| ENUNCIADO DE LA TAREA |
Responda a las siguientes preguntas sobre el análisis de Bloodborne:
1. ¿Qué estudio está detrás de Bloodborne?
2. ¿Es Bloodborne un videojuego especialmente largo para su género?
3. ¿Cuánto más pesa la masa de hielo oculta bajo la superficie que lo que sobresale del mar?

| TEXTO PROPORCIONADO |

Análisis de Bloodborne
Veredicto final.
Antes de empezar, señalemos el elefante en la habitación: hasta pasados unos meses no podremos hablar con propiedad de Bloodborne ni realizar lecturas con algo de profundidad sobre lo nuevo de From Software. A pesar de no tratarse de un videojuego especialmente largo para su género, es, al igual que sus hermanos mayores, una obra formidablemente densa. Jugar con (en) él durante una semana y completar su historia principal nos servirá para coronar la punta del iceberg, poner los brazos en jarra y tomar aire, pero no significará el final del viaje. Si desde esa altura miramos entonces hacia abajo, nos daremos cuenta que la masa de hielo oculta bajo la superficie pesa decenas de veces más de lo que sobresale del mar. Bloodborne guarda con celo sus secretos, gusta de proteger sus misterios y obliga a seguir jugándolo en la cabeza tiempo después de haber apagado la consola. Hasta el jugador más perseverante y atento al detalle necesitará tiempo para procesar lo que ha vivido.

| EXTRACTO DE DATOS |

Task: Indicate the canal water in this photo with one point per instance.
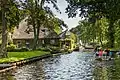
(73, 66)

| SOLUCIÓN PROPUESTA |
1. From Software.
2. No, no se trata de un videojuego especialmente largo para su género.
3. Pesa decenas de veces más.